== Segment start ==

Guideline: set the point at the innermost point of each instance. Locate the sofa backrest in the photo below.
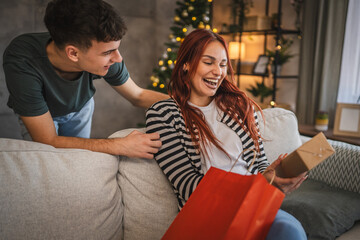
(149, 202)
(49, 193)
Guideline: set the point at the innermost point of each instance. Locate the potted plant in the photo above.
(284, 54)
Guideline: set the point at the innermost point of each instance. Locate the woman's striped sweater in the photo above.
(178, 158)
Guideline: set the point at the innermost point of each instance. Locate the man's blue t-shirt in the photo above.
(36, 88)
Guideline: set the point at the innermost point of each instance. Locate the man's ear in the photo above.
(72, 52)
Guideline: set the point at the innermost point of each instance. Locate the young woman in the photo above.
(207, 122)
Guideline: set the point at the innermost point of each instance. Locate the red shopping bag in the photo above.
(227, 205)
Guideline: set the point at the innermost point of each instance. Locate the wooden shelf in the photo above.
(309, 130)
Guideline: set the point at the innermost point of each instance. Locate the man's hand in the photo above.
(138, 96)
(138, 144)
(287, 185)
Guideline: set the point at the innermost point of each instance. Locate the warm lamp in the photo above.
(235, 48)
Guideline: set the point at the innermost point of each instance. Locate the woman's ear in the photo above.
(72, 52)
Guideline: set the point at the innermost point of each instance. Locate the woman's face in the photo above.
(209, 74)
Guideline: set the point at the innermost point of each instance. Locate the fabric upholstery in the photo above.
(49, 193)
(325, 212)
(150, 204)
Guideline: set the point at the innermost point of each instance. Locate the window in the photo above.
(349, 85)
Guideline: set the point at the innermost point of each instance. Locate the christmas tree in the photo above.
(189, 15)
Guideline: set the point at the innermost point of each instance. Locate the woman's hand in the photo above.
(287, 185)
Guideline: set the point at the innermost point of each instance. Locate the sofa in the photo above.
(49, 193)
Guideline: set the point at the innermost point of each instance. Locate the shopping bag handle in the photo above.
(252, 163)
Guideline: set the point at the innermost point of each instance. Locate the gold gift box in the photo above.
(257, 23)
(306, 157)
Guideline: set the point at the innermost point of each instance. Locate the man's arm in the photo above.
(136, 144)
(138, 96)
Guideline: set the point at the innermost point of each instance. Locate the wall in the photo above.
(148, 26)
(254, 46)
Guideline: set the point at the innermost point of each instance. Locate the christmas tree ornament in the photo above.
(206, 18)
(201, 25)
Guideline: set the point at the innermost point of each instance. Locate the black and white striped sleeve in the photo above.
(177, 157)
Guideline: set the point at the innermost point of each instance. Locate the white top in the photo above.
(231, 143)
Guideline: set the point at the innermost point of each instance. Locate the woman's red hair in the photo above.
(228, 97)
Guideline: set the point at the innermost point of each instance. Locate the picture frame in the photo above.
(261, 64)
(347, 120)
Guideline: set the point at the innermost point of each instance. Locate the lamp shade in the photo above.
(237, 49)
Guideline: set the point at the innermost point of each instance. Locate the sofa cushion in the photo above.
(280, 133)
(49, 193)
(150, 204)
(325, 212)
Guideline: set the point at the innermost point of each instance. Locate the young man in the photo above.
(49, 77)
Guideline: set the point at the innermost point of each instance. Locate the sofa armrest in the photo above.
(341, 170)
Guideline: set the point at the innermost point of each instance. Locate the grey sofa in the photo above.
(48, 193)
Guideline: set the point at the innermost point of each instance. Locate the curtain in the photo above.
(349, 87)
(321, 51)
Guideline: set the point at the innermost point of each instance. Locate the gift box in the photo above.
(306, 157)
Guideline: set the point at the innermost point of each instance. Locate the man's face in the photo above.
(99, 57)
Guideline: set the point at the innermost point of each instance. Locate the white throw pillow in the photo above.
(281, 134)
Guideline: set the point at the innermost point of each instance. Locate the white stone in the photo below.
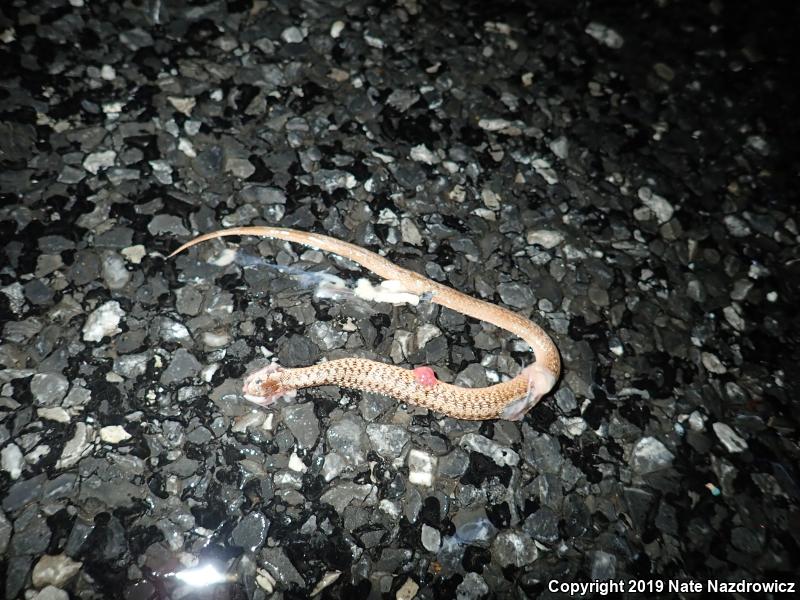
(114, 434)
(12, 461)
(103, 321)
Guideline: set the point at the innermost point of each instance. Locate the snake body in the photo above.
(506, 400)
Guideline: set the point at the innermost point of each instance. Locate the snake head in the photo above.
(264, 387)
(540, 381)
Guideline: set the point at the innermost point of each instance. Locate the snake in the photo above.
(510, 400)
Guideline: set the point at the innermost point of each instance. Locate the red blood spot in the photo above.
(425, 376)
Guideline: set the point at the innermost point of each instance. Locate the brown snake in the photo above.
(506, 400)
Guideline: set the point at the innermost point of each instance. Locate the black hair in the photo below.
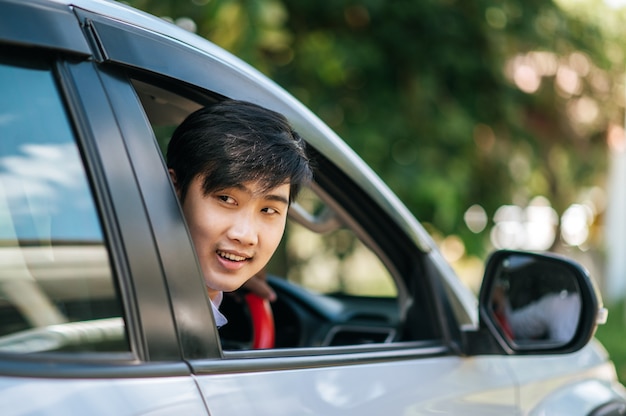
(232, 142)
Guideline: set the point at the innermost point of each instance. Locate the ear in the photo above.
(174, 181)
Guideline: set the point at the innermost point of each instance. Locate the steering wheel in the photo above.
(263, 330)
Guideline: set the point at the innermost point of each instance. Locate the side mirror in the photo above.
(538, 303)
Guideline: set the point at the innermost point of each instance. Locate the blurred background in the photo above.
(500, 123)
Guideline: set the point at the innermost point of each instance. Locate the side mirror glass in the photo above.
(538, 302)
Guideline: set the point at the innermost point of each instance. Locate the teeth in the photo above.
(230, 256)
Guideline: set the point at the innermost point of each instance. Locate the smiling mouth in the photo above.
(230, 256)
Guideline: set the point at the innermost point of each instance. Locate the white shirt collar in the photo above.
(220, 319)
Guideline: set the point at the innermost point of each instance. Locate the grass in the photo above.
(613, 336)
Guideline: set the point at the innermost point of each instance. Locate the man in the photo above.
(236, 168)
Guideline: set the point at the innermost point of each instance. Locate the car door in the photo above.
(420, 370)
(85, 322)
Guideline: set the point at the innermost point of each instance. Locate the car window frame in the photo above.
(101, 149)
(117, 41)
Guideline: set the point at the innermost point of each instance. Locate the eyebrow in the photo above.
(267, 197)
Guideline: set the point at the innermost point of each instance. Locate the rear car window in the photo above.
(57, 291)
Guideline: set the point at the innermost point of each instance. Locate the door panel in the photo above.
(422, 386)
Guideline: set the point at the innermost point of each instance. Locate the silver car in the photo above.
(103, 309)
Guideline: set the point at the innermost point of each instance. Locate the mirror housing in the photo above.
(531, 303)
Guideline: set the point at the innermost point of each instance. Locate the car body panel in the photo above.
(425, 386)
(147, 396)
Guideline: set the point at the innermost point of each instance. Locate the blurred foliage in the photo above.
(453, 103)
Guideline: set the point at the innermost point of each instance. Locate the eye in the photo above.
(227, 199)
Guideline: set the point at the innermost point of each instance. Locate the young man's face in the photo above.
(235, 231)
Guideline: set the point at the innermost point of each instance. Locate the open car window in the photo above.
(334, 287)
(320, 253)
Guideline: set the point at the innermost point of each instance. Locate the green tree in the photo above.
(452, 102)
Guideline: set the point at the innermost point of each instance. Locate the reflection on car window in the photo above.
(57, 292)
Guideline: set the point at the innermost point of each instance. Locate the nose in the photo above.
(244, 229)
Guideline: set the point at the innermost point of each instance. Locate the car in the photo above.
(103, 307)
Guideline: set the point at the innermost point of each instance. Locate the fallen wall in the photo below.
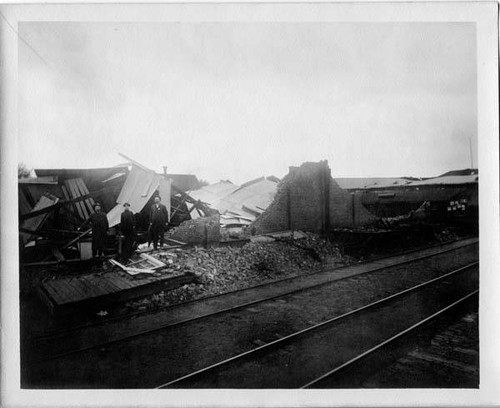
(308, 199)
(202, 230)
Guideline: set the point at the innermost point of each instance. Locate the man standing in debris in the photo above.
(100, 226)
(158, 218)
(127, 228)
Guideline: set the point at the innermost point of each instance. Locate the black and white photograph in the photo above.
(215, 201)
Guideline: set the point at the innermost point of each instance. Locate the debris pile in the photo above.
(224, 269)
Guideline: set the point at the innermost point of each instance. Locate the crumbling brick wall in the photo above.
(308, 199)
(199, 231)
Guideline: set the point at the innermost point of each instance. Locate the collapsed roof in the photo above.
(239, 205)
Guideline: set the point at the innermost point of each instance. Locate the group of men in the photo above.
(158, 220)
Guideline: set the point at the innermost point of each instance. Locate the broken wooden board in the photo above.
(147, 264)
(36, 222)
(96, 291)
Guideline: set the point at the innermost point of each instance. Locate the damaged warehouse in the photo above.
(258, 214)
(222, 238)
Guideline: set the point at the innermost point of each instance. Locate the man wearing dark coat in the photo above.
(100, 226)
(127, 228)
(158, 219)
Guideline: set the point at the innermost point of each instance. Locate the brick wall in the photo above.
(301, 203)
(200, 231)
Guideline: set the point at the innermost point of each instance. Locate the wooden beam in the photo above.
(64, 203)
(58, 255)
(135, 163)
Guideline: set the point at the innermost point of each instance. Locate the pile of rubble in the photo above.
(225, 269)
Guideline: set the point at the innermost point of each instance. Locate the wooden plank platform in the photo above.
(98, 290)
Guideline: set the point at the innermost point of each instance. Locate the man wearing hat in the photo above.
(127, 228)
(100, 226)
(158, 218)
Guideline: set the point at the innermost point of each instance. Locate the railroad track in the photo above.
(319, 356)
(59, 344)
(101, 321)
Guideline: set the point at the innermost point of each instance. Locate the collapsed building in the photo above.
(57, 202)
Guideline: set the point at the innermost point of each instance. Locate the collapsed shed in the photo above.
(239, 206)
(54, 205)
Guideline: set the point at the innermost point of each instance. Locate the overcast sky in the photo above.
(241, 100)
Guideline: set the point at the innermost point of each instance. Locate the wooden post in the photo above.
(289, 208)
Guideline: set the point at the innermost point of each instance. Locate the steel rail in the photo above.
(232, 308)
(101, 322)
(392, 339)
(309, 330)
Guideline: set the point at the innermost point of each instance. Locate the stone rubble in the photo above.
(224, 269)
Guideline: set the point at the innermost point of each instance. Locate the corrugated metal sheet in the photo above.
(447, 180)
(238, 205)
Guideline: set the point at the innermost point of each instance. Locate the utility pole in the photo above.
(470, 152)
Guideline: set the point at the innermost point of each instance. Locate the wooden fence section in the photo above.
(94, 291)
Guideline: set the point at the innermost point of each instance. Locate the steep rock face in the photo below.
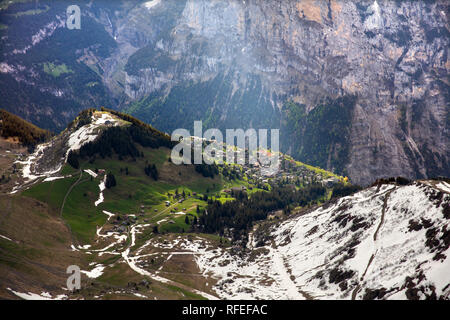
(391, 55)
(237, 63)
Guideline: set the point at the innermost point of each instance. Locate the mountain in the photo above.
(104, 196)
(13, 127)
(388, 241)
(98, 193)
(357, 87)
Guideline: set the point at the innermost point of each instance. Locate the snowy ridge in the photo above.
(385, 242)
(49, 157)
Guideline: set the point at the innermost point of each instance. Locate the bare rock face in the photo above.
(252, 57)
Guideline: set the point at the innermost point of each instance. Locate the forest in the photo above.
(238, 216)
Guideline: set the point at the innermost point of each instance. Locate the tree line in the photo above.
(28, 134)
(239, 215)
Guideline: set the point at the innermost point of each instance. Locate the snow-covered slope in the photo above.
(385, 242)
(49, 157)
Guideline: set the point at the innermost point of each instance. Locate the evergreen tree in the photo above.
(110, 181)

== Segment end ==

# [Problem description]
Output exactly the lines from the one that has "section in the photo above." through the end of the data. Do not include pictures.

# [Answer space]
Guideline: set the point at the innermost point of each instance. Locate the wooden fence section in the photo above.
(94, 291)
Guideline: set the point at the innermost point of each instance. Locate the steep rock face in the photo below.
(391, 55)
(237, 63)
Guideline: set the point at the innermost point of each instance. Locate the mountain in the photo above.
(104, 196)
(13, 127)
(388, 241)
(98, 193)
(357, 87)
Guideline: set the point at the innermost point of each instance. Locate the snowy ridge in the photo above.
(385, 242)
(49, 157)
Guideline: set the point at the innermost point of each instance. Locate the bare rock face in the photo above.
(252, 57)
Guideline: set the point at the innermost point of each instance. Locate the forest in the photo above.
(238, 216)
Guideline: set the point at the innermost point of each instance. Locate the tree line in the photo above.
(28, 134)
(239, 215)
Guideline: set the point at the innermost point of each instance. Locate the snow-covered slope in the photo above.
(385, 242)
(49, 157)
Guideline: set the point at the innermost point of each instance. Locate the evergreen tree in the photo above.
(110, 181)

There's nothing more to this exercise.